» **Work to do**
Reproduce all of the items below word for word, keeping every line in its original order.

- - -

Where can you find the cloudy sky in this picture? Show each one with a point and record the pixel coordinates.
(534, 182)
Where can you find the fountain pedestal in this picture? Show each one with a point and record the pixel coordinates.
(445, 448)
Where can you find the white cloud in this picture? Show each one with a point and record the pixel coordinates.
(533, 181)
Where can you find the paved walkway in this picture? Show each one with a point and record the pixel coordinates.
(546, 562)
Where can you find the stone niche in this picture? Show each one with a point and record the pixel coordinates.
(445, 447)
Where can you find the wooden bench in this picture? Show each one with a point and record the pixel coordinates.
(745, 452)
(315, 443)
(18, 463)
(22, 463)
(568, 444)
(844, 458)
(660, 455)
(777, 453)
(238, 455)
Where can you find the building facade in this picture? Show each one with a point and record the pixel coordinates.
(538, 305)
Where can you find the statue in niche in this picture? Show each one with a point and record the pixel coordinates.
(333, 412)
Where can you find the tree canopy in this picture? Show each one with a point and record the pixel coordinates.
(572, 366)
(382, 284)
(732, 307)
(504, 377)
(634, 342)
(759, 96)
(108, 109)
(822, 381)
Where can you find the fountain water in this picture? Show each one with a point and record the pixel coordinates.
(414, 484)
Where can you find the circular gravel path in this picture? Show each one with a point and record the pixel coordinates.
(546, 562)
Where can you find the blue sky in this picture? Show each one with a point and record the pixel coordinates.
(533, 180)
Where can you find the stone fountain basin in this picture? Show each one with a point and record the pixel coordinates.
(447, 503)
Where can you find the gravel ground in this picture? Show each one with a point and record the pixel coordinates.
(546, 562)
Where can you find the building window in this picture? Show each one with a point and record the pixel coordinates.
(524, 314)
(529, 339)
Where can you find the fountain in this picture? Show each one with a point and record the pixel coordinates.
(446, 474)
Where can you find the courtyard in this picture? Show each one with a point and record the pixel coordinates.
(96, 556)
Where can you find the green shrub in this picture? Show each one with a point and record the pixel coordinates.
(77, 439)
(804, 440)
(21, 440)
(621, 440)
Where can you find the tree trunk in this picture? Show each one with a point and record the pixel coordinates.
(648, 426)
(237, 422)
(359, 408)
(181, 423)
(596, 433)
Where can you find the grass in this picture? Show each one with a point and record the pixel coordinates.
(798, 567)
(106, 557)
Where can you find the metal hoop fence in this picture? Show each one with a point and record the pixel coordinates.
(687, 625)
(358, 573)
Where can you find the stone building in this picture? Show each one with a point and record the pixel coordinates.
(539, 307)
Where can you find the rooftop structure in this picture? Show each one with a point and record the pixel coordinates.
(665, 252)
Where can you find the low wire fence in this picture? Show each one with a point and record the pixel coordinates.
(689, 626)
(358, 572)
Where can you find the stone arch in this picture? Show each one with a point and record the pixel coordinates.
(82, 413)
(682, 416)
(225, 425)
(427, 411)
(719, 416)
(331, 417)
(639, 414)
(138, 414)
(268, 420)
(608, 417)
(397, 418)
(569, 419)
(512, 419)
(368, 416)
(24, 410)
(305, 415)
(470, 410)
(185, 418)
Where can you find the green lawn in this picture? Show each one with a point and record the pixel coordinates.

- - -

» **Answer in full**
Where can you find the cloudy sky in this picture? Show each one with a point and record the pixel coordinates.
(534, 182)
Where can you find the fountain pedestal in this picture? Show each one with a point and record the pixel coordinates.
(445, 448)
Where can you find the white cloud in this picture? Show each one with a point and record the pixel coordinates.
(533, 181)
Where can you find the paved walkway in this picture? Show each one with a point and record the pixel coordinates.
(546, 562)
Where can you find the stone niche in this picture? Show each one with a point and record the pixel coordinates.
(445, 447)
Where can you find the wooden bench in this picture? Show each one with a point and record the pixel coordinates.
(745, 452)
(315, 443)
(18, 463)
(22, 463)
(568, 444)
(844, 458)
(660, 455)
(777, 453)
(238, 455)
Where can you find the building facade in this picture? Show each one with a point and record the pixel coordinates.
(538, 305)
Where can you find the statue in niche in this picture? Show each one with a point and record the pixel coordinates.
(333, 412)
Where can you find the tree canopy in this picture? Show each one with a point and record the pixel coordinates.
(572, 366)
(382, 284)
(732, 307)
(504, 377)
(634, 342)
(759, 96)
(108, 109)
(822, 381)
Where can you find the fountain water in this picture? Show each one with a point and record the pixel coordinates.
(414, 484)
Where can you find the circular gravel path in this picture? Show each one with a point and record the pixel coordinates.
(546, 562)
Where can you find the blue sky in this picture? Show each one with a point and record the pixel coordinates.
(533, 180)
Where can you find the stone fountain basin in this picture? Show each one with a point and record the pixel coordinates.
(447, 503)
Where can you find the gravel ground in this picture? Show each one with a point and record the pixel coordinates.
(546, 562)
Where can you find the building window in this picture? Show each one with a point and record the pixel coordinates.
(524, 314)
(529, 339)
Where can you find the fountain in this picture? Show each one with a point and record the pixel coordinates.
(446, 474)
Where can you find the courtyard in this picture? Show each one with a point and record the pixel coordinates.
(96, 556)
Where can you find the green shrub in this picture? Show each one with a point and record the pixel coordinates.
(77, 439)
(804, 440)
(21, 440)
(621, 440)
Where can you find the tree trunk in this picture? Show each one with a point and record the pixel coordinates.
(648, 426)
(237, 422)
(359, 408)
(181, 423)
(596, 433)
Where can you find the grass in this picture? Show each one with a point and record the pixel coordinates.
(798, 567)
(106, 557)
Where can you find the metal hoop fence in this picture? Show each one with a point and record the pixel coordinates.
(687, 625)
(358, 573)
Where can you find the stone building in this picture? Show each one with a point and record the pixel coordinates.
(539, 307)
Where can you find the rooftop structure in this picture? Show each one with a point and record the pixel coordinates.
(665, 252)
Where can you find the low wire fence in this picture? Show each one with a point and record the pixel coordinates.
(689, 626)
(358, 572)
Where can you find the stone arch in this picture? Show each one with a point and record the pixel coordinates.
(82, 413)
(682, 416)
(225, 425)
(427, 411)
(719, 416)
(331, 417)
(639, 414)
(138, 414)
(268, 420)
(608, 417)
(397, 418)
(569, 419)
(512, 419)
(368, 416)
(24, 410)
(305, 415)
(470, 410)
(185, 418)
Where can you find the green lawn in this picture? Show each one with a point and record the pixel coordinates.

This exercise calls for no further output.